== Exercise aim ==
Please copy each line of the data that includes the string "following".

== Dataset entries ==
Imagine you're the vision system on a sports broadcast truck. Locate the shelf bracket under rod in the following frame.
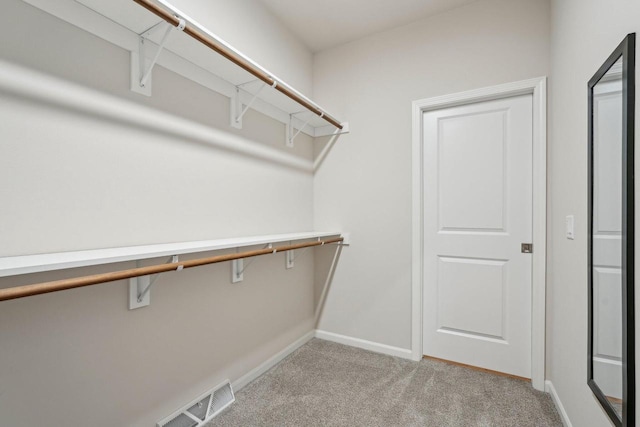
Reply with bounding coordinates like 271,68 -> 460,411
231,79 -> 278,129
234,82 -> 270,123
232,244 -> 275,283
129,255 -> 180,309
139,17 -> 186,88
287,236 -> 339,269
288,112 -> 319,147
--
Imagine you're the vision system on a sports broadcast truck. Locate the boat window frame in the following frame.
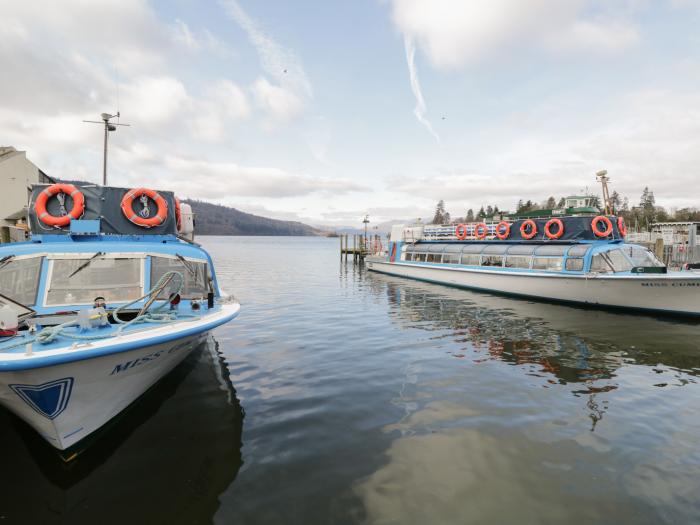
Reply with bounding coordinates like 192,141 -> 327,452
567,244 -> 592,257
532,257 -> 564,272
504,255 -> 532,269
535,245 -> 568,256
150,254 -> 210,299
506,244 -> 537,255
* * *
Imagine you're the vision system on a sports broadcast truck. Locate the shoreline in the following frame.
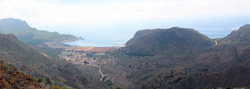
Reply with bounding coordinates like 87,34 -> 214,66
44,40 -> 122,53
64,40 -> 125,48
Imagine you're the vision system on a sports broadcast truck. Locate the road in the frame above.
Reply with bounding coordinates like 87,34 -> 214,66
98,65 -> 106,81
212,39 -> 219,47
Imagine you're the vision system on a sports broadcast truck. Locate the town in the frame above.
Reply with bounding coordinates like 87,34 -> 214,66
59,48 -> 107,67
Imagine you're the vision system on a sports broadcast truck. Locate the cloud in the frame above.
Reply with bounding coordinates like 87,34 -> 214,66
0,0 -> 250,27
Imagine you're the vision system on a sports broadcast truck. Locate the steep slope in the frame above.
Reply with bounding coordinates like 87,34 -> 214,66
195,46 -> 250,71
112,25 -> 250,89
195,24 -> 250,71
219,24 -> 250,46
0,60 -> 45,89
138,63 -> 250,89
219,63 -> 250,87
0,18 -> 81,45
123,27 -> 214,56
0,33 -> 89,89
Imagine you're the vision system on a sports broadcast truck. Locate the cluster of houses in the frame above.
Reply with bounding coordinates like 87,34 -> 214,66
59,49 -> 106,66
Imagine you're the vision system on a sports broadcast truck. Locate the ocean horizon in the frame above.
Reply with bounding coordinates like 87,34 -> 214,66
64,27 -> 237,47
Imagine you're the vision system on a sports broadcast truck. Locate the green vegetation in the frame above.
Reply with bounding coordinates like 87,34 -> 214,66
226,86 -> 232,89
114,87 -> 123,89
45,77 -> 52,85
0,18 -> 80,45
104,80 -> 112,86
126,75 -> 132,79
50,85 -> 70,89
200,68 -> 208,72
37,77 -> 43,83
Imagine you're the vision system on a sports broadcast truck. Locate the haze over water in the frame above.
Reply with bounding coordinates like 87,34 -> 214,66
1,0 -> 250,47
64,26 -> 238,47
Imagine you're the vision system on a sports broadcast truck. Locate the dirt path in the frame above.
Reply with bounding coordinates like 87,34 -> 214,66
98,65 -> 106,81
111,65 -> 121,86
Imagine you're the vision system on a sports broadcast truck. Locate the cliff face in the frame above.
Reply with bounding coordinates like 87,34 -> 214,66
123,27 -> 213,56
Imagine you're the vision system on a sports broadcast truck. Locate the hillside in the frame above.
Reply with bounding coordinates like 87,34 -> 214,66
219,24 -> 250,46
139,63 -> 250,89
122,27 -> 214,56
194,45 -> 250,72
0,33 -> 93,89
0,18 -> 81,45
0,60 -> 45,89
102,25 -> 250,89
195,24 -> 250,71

== Solution to this exercise ==
Imagine you're the vision system on a sports broadcast truck. Locate the shelf bracket under rod in the following frame.
Imagine you're the vision system on a sports broadcast truck. Locate the boat window frame in the following frame.
Imagine you're the vision system on a sports broadcast truck. Locate the shoreline in the following frame.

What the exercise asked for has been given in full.